--- BEGIN SOURCE DATA ---
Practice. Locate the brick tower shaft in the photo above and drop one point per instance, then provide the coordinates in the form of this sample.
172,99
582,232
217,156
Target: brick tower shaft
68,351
--- END SOURCE DATA ---
DIRECTION: Copy the rows above line for line, with no changes.

EXERCISE RESPONSE:
Practice. Locate the brick tower shaft in the photo above and drop one point per instance, then provide the coordinates in the form of this sample.
172,99
582,232
217,156
Target: brick tower shaft
68,351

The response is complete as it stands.